The Silicon Valley company, which makes the machinery that makes computer chips, has seen a drop in orders as a result of the glut of chips on the market and the slowdown in demand for computer products. The company's incoming orders slumped 33% in its first fiscal quarter vs. the fourth quarter; its stock price is half the year-ago record price.
Still, the company is hoping to win over investors with a new branding effort, via agency Big Mouth, San Francisco. The campaign will break May 7 in Hong Kong and will be followed with a U.S. network and cable TVeffort starting May 14.
Aimed primarily at the investment community, spots use advanced editing techniques to show the ubiquity of semiconductors in all societies today. Ads are tagged "Information for Everyone."
The first spot shows a crowded shopping district in Japan and points out the number of microchips in the scene. In another spot, a high-end Porsche races around a track thanks to the microchips it contains. A third spot shows South American children leaving a school bus, again noting the semiconductors present.
The print effort includes shots of electronics vendors on a busy New York City street and executions of a Bombay supermarket and a baby in a hospital.
"This is the first of a multiyear venture to build the brand," said Mark Whitty, president, Big Mouth. "This is the biggest company you never heard of," he said. "The Internet would be a very different place without them."
With the tough economic times and Wall Street's recent displeasure with tech stocks, technology companies have slowed some of their branding activities.
Applied Materials is the company inside Intel; chip giant Intel Corp. is among its biggest customers, accounting for more than 10% of 1999 sales, but most other major chip manufacturers, such as Motorola, also rely on its manufacturing processes. Among its competitors are a host of companies, including Canon and Nikon Corp. Despite the ads' message pressing the company's ubiquitous hold on semiconductor manufacturing, some Wall Street analysts are concerned Applied Materials has the possibility of drawing the attention of antitrust authorities.
Applied Materials didn't return calls seeking comment.
Applied Materials' stock closed April 27 at $53.89, less than half its all-time high of $114.88 reached last April, but better than its 52-week low of $34.13.

## Dataset excerpts:

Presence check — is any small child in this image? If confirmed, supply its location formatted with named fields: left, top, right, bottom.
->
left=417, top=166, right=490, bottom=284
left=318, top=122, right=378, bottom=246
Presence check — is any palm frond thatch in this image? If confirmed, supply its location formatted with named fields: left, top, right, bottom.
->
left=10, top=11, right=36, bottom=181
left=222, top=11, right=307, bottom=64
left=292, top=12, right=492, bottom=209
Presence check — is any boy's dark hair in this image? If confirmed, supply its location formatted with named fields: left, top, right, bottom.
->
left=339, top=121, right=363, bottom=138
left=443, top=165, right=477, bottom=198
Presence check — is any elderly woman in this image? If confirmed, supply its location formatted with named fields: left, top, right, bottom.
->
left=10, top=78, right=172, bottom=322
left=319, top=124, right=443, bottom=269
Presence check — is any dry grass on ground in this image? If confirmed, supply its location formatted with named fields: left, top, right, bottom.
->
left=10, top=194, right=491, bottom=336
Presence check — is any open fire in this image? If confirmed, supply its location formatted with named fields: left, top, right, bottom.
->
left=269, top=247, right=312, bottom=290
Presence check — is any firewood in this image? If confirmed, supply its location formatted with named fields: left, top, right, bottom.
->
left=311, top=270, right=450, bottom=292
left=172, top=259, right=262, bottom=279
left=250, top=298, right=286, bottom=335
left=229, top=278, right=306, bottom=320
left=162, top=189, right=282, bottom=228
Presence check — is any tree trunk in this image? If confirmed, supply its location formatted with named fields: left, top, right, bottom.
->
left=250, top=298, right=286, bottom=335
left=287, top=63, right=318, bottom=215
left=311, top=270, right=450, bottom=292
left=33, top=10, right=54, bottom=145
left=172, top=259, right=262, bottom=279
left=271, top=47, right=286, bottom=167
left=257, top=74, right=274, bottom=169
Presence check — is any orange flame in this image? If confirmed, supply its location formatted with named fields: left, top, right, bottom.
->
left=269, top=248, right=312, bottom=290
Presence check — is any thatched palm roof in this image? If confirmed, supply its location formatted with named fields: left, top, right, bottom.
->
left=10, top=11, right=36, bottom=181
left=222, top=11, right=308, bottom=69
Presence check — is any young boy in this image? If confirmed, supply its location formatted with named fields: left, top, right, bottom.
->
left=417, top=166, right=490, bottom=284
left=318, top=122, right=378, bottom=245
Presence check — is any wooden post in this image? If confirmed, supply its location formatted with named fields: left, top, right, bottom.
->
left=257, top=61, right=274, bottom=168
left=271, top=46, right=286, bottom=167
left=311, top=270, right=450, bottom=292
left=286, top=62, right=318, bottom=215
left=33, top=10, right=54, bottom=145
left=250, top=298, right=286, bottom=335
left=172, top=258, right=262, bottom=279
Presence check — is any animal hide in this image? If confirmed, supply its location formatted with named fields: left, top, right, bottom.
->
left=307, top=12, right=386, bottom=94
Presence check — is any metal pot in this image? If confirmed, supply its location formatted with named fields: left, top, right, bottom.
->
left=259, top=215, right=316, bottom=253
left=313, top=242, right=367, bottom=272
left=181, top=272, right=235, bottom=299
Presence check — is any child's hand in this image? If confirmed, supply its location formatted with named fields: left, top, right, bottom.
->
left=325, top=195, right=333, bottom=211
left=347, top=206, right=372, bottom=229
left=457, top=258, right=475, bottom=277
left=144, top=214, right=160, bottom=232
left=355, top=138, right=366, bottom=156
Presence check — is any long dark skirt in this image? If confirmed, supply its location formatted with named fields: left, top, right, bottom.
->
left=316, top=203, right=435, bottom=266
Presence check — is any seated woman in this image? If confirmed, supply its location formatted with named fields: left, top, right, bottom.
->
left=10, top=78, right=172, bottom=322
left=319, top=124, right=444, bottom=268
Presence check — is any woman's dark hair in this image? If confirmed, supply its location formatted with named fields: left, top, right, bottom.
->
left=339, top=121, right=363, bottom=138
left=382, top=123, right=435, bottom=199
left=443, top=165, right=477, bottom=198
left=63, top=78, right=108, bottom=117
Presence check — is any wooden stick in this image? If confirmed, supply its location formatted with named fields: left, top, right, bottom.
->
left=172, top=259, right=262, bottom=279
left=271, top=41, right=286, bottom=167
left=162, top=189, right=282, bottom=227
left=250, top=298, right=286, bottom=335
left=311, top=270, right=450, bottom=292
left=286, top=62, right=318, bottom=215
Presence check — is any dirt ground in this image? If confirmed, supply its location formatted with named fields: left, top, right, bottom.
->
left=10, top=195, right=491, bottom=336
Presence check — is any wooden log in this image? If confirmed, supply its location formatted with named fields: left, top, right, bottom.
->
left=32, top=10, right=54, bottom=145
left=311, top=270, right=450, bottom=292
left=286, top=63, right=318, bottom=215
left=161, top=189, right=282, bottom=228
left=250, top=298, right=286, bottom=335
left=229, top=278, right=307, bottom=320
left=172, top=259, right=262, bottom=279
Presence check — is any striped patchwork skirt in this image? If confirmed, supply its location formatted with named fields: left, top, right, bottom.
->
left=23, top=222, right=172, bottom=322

## About this exercise:
From the article on the Applied Materials ad campaign, extract verbatim the passage starting at "Applied Materials' stock" and ending at "low of $34.13.".

## Expected output:
Applied Materials' stock closed April 27 at $53.89, less than half its all-time high of $114.88 reached last April, but better than its 52-week low of $34.13.